┌─ Data

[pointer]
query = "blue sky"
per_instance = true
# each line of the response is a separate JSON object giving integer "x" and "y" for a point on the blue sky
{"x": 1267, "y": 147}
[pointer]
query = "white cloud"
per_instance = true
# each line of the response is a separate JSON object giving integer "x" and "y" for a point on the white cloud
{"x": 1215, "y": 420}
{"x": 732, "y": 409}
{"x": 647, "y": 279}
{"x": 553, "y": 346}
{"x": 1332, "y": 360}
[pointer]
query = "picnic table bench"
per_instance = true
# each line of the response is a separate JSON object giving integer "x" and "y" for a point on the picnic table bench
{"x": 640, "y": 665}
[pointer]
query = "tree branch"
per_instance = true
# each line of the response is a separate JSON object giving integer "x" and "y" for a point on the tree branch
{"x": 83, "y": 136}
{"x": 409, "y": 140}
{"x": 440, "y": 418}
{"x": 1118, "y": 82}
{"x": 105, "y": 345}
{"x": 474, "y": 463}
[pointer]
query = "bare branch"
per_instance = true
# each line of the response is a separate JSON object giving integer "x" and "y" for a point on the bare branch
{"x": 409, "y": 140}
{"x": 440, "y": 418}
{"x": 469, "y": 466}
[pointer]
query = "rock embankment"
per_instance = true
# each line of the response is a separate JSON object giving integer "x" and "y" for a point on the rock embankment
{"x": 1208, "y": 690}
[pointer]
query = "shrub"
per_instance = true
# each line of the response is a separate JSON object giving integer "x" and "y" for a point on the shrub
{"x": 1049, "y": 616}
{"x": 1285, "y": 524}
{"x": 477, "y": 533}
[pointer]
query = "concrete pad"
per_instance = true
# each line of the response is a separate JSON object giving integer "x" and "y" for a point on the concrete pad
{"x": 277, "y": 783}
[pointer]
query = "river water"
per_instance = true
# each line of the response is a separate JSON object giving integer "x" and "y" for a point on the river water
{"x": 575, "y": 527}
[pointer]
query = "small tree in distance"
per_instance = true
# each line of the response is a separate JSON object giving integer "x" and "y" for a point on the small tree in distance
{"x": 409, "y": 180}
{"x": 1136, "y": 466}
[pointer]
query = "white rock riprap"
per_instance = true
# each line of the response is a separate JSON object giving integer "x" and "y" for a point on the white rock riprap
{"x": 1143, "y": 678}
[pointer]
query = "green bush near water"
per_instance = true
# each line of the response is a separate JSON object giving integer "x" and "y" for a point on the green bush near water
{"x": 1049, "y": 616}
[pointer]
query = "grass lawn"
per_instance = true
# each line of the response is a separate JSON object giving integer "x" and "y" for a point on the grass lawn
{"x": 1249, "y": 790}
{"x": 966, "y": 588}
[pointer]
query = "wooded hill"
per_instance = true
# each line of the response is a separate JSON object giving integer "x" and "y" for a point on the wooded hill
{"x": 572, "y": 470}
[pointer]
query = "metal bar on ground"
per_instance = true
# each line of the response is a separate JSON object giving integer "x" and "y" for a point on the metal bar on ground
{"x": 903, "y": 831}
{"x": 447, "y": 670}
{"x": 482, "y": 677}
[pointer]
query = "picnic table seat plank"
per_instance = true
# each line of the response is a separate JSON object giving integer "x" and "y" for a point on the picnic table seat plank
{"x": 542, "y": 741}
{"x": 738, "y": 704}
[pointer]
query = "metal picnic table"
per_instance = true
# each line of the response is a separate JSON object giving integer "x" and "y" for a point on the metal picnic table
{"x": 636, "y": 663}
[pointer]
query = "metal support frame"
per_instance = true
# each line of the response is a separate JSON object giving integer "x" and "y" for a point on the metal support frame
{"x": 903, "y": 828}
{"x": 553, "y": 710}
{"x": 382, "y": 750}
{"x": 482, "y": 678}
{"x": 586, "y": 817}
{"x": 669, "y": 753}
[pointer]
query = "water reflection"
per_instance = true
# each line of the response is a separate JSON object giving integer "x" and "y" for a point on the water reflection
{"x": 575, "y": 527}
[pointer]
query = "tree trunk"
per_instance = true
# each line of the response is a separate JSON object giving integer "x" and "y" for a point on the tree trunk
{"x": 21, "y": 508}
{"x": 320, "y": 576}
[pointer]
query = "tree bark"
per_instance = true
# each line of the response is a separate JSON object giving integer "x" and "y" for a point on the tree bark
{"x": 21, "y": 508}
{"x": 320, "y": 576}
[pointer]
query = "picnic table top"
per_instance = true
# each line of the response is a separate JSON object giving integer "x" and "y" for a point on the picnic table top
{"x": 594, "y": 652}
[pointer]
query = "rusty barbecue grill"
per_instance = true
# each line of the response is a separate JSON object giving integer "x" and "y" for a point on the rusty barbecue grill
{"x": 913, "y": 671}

└─
┌─ Data

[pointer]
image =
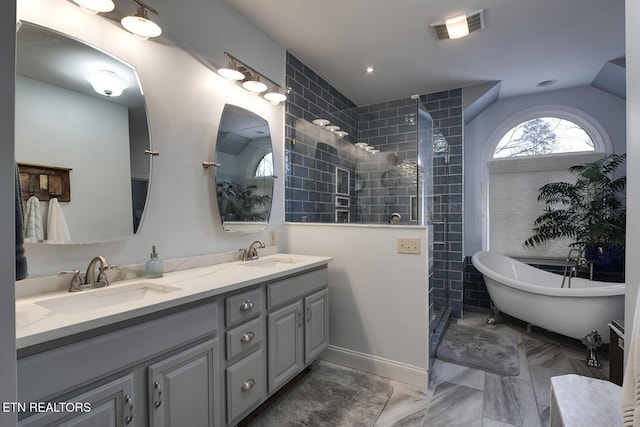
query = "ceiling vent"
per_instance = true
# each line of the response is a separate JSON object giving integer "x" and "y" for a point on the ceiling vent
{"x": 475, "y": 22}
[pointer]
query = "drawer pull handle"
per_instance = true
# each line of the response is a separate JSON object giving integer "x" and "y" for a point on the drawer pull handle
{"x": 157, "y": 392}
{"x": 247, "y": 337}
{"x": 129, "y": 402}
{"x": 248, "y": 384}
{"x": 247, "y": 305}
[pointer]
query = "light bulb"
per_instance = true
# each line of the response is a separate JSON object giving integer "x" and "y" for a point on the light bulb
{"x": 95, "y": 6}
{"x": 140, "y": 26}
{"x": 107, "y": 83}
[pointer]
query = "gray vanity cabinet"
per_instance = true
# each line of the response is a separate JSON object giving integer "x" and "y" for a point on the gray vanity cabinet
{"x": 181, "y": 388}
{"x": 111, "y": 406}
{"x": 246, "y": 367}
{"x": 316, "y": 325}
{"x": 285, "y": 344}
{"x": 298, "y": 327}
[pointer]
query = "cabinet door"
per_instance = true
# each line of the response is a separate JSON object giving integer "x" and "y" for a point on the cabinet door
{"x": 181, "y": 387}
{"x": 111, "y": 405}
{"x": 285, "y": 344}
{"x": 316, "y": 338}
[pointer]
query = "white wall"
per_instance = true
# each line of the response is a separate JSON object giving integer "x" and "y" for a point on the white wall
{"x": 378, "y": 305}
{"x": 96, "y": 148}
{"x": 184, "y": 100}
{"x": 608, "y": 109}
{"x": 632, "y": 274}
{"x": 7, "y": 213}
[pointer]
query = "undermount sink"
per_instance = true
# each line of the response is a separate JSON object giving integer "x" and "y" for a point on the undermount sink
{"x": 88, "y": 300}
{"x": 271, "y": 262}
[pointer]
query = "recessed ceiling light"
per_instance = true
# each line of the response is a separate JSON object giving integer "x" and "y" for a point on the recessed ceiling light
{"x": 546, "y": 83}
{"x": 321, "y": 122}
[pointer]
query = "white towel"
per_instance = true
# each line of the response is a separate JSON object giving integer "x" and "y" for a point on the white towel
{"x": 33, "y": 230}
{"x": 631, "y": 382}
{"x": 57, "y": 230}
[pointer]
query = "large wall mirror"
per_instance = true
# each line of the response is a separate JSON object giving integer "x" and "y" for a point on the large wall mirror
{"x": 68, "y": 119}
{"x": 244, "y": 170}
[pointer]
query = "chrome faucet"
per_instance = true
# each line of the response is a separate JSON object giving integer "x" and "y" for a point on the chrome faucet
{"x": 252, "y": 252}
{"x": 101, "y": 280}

└─
┌─ Data

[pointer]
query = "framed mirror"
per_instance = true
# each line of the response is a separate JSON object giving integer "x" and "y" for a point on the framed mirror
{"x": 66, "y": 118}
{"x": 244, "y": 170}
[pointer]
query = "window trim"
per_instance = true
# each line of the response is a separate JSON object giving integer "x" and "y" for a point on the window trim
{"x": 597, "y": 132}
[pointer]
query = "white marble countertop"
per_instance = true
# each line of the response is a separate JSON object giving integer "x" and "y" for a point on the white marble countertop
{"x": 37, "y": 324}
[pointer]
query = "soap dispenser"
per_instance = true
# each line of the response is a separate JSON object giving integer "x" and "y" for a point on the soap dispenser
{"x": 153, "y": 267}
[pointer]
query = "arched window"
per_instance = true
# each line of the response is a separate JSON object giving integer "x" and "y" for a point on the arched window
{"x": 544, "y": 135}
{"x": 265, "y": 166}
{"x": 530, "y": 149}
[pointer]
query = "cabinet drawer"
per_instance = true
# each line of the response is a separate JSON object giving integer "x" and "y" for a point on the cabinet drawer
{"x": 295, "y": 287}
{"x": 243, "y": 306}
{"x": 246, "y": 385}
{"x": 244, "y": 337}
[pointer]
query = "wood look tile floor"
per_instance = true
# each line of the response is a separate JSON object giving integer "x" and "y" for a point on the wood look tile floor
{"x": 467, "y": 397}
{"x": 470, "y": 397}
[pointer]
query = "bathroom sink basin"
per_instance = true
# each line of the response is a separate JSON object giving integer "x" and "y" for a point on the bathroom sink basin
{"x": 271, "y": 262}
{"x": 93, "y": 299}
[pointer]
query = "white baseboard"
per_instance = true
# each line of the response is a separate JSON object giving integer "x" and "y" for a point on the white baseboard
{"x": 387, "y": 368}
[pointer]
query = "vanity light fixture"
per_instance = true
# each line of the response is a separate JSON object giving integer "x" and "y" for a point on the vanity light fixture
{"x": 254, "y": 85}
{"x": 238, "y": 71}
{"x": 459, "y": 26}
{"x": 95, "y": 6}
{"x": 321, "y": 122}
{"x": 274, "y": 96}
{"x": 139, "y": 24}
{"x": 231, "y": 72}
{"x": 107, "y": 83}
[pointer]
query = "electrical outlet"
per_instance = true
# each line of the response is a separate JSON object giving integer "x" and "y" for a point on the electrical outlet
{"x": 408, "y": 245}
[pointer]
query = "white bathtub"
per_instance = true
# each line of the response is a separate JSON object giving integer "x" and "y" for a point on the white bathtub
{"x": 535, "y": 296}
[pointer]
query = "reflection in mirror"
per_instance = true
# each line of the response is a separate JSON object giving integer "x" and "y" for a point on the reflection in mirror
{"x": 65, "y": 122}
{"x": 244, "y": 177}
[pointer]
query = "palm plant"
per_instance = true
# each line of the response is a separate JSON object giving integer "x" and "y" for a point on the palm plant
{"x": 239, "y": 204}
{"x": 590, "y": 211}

└─

Collect every line in the rows above that contains the string "support".

query = "metal support frame"
# each line of the response is a separate JSON object giving integer "x" and "y" for a point on the metal support frame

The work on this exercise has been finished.